## Set problem:
Reproduce each of the rows below word for word, with no changes.

Start of Listing

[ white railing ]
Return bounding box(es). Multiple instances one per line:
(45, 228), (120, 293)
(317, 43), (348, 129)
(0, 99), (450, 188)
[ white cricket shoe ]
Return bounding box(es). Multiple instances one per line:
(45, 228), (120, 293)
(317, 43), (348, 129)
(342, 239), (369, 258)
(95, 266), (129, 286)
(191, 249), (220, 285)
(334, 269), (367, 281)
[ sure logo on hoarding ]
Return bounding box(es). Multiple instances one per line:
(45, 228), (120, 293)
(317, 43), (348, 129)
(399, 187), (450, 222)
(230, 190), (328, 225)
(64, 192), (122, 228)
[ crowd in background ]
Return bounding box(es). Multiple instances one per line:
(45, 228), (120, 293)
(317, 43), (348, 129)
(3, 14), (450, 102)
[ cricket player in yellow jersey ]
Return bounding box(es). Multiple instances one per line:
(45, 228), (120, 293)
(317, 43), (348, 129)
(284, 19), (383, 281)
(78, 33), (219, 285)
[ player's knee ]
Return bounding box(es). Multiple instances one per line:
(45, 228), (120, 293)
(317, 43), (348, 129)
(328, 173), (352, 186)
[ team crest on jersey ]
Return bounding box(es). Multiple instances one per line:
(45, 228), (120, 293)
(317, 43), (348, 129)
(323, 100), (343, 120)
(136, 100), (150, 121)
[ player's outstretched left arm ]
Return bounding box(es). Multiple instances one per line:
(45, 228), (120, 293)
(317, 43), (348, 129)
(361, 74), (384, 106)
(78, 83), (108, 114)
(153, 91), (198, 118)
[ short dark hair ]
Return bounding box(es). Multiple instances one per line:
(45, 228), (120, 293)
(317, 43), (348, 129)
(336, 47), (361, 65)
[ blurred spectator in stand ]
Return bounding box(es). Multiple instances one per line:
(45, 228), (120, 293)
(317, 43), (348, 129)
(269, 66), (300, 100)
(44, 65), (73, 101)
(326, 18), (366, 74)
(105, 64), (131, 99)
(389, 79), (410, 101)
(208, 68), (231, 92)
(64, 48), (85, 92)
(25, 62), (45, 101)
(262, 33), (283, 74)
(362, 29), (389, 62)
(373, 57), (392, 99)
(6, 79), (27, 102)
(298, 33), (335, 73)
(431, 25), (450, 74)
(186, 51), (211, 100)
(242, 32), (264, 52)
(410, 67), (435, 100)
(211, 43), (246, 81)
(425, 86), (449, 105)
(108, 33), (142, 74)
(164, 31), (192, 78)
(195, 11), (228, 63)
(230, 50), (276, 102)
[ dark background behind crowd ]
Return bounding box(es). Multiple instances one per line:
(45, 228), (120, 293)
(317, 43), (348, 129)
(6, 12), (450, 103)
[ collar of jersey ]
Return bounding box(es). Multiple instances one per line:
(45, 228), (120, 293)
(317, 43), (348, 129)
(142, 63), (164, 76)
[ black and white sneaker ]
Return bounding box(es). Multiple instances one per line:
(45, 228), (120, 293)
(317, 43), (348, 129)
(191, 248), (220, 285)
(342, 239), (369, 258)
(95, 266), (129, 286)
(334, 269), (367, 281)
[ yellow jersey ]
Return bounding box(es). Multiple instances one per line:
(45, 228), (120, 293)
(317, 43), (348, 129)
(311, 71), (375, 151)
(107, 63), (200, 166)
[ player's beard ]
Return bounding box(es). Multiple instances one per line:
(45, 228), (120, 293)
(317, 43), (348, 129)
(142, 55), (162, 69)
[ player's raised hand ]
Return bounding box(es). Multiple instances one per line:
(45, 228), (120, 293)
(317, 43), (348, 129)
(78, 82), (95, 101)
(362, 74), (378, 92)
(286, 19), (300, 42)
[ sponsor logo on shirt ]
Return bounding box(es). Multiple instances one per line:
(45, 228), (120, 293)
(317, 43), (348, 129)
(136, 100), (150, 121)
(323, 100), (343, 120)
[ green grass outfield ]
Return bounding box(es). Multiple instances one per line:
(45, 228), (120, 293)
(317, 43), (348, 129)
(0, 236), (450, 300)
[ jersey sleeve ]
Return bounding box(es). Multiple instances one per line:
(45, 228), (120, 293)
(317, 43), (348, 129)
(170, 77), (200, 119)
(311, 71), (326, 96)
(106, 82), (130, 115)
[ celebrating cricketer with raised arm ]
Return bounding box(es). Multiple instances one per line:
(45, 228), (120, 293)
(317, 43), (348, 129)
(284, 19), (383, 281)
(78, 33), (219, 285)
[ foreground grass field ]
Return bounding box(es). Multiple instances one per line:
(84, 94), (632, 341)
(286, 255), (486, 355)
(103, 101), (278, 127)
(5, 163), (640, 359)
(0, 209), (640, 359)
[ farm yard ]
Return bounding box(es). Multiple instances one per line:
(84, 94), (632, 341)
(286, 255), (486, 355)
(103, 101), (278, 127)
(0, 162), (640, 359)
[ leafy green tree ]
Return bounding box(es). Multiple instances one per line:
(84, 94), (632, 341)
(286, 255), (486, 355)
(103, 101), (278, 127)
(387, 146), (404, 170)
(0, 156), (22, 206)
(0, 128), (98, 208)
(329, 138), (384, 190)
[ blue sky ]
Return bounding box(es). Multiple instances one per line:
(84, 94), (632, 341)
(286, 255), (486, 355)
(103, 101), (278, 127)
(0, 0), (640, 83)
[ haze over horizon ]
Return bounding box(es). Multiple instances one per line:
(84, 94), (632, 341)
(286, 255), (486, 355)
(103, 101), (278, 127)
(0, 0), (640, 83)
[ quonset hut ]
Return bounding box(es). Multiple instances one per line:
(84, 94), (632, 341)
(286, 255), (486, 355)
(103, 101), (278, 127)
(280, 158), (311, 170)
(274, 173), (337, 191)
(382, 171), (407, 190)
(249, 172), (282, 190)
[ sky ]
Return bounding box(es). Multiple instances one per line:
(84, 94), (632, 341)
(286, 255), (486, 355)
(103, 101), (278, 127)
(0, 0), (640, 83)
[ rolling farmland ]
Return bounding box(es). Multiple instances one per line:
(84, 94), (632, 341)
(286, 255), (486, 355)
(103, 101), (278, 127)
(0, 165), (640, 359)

End of Listing

## Expected answer:
[ white railing ]
Return bounding box(es). Multiple instances one per line:
(45, 228), (120, 293)
(317, 43), (348, 129)
(0, 99), (450, 188)
[ white cricket shoe ]
Return bounding box(es). Multiple instances one per line:
(45, 228), (120, 293)
(317, 43), (348, 129)
(342, 239), (369, 258)
(95, 266), (129, 286)
(191, 249), (220, 285)
(334, 269), (367, 281)
[ sure logo on hoarding ]
Return bounding box(es). Multiple instances one per line:
(45, 228), (120, 293)
(317, 43), (348, 129)
(399, 187), (450, 222)
(230, 190), (328, 225)
(64, 192), (122, 228)
[ crowd in background ]
Return bounding box(es). Multiple instances one per line:
(45, 228), (120, 293)
(317, 43), (348, 129)
(3, 14), (450, 102)
[ cricket player in yellow jersey ]
Return bounding box(es). Multiple instances one per line:
(45, 228), (120, 293)
(317, 43), (348, 129)
(284, 19), (383, 281)
(78, 33), (219, 285)
[ player's knee ]
Return bounding box(es). Multiple instances one per line:
(45, 228), (120, 293)
(317, 43), (348, 129)
(328, 173), (352, 186)
[ team crest on jersey ]
Return bounding box(es). Multiple instances one per line:
(45, 228), (120, 293)
(317, 43), (348, 129)
(323, 100), (343, 120)
(136, 100), (150, 121)
[ player's outstretched left arm ]
Return bounding box(es). Multiple instances one per line:
(45, 228), (120, 293)
(317, 43), (348, 129)
(361, 74), (384, 106)
(78, 83), (108, 114)
(153, 91), (198, 118)
[ short dark hair ]
Return bounding box(es). Multiple instances one per line:
(45, 228), (120, 293)
(317, 43), (348, 129)
(336, 47), (361, 65)
[ blurred spectator in stand ]
Return bounding box(es). Multiple instances one per line:
(45, 228), (120, 293)
(317, 43), (348, 129)
(269, 66), (300, 100)
(44, 65), (73, 101)
(326, 18), (366, 74)
(105, 64), (131, 99)
(389, 79), (410, 101)
(208, 68), (231, 92)
(64, 48), (85, 92)
(25, 62), (45, 101)
(262, 33), (283, 74)
(362, 29), (389, 62)
(373, 57), (392, 99)
(6, 79), (27, 102)
(298, 33), (335, 73)
(431, 25), (450, 74)
(186, 51), (211, 100)
(242, 32), (264, 52)
(410, 67), (435, 100)
(211, 43), (246, 81)
(425, 86), (449, 105)
(108, 33), (142, 74)
(164, 31), (192, 78)
(195, 11), (228, 63)
(230, 50), (276, 102)
[ dark background behind crowd ]
Return bounding box(es). Multiple instances one per line:
(45, 228), (120, 293)
(317, 43), (348, 129)
(6, 12), (450, 103)
[ collar of jersey ]
Return bounding box(es). Multiple instances one per line:
(45, 228), (120, 293)
(317, 43), (348, 129)
(142, 63), (164, 76)
[ black and white sneaker ]
Return bounding box(es). Multiple instances one per line:
(45, 228), (120, 293)
(317, 43), (348, 129)
(191, 248), (220, 285)
(342, 239), (369, 258)
(95, 266), (129, 286)
(334, 269), (367, 281)
[ yellow jersey ]
Return bounding box(es). Multiple instances one per line:
(45, 228), (120, 293)
(317, 43), (348, 129)
(311, 71), (375, 151)
(107, 63), (200, 166)
[ player's beard ]
Return bounding box(es). Multiple instances one per line:
(45, 228), (120, 293)
(317, 43), (348, 129)
(142, 55), (162, 69)
[ player's raised hand ]
Return bounding box(es). Multiple instances one per line:
(45, 228), (120, 293)
(317, 43), (348, 129)
(78, 82), (95, 101)
(362, 74), (378, 92)
(286, 19), (300, 42)
[ sponsor logo on shirt ]
Return bounding box(es). Multiple instances one per line:
(45, 228), (120, 293)
(317, 43), (348, 129)
(136, 100), (150, 121)
(323, 100), (343, 120)
[ green grass outfield ]
Return bounding box(es). Multiple instances one per line:
(45, 228), (120, 293)
(317, 43), (348, 129)
(0, 236), (450, 300)
[ jersey sleeve ]
Return bounding box(es). Multiple instances one per line:
(45, 228), (120, 293)
(317, 43), (348, 129)
(170, 77), (200, 119)
(311, 71), (326, 96)
(106, 82), (130, 115)
[ celebrating cricketer with raised arm ]
Return bounding box(es). Multiple instances one per line:
(45, 228), (120, 293)
(317, 43), (348, 129)
(284, 19), (383, 281)
(78, 33), (219, 285)
[ foreground grass field ]
Return bounding box(es). Multiple instances one per line:
(84, 94), (632, 341)
(286, 255), (486, 355)
(103, 101), (278, 127)
(5, 163), (640, 359)
(0, 209), (640, 359)
[ farm yard ]
Return bounding box(es). Multiple instances one per line:
(84, 94), (632, 341)
(286, 255), (486, 355)
(103, 101), (278, 127)
(0, 162), (640, 359)
[ leafy green tree ]
Return bounding box(es). Multiple instances one per line:
(84, 94), (632, 341)
(286, 255), (486, 355)
(103, 101), (278, 127)
(387, 146), (404, 170)
(0, 156), (22, 206)
(0, 128), (98, 208)
(329, 138), (384, 190)
[ blue sky ]
Return bounding box(es). Multiple instances one per line:
(84, 94), (632, 341)
(286, 255), (486, 355)
(103, 101), (278, 127)
(0, 0), (640, 83)
[ haze over horizon ]
Return bounding box(es). Multiple instances one per line:
(84, 94), (632, 341)
(286, 255), (486, 355)
(103, 101), (278, 127)
(0, 0), (640, 83)
[ quonset hut ]
Return bounding box(es). Multiple instances one per line:
(84, 94), (632, 341)
(286, 255), (486, 355)
(103, 101), (278, 127)
(280, 158), (311, 170)
(274, 173), (337, 191)
(382, 171), (407, 190)
(249, 172), (282, 190)
[ sky ]
Return bounding box(es). Multiple instances one per line:
(84, 94), (632, 341)
(286, 255), (486, 355)
(103, 101), (278, 127)
(0, 0), (640, 83)
[ rolling farmland ]
Return bounding box(es). Multiple instances one per line:
(84, 94), (632, 341)
(286, 255), (486, 355)
(103, 101), (278, 127)
(0, 165), (640, 359)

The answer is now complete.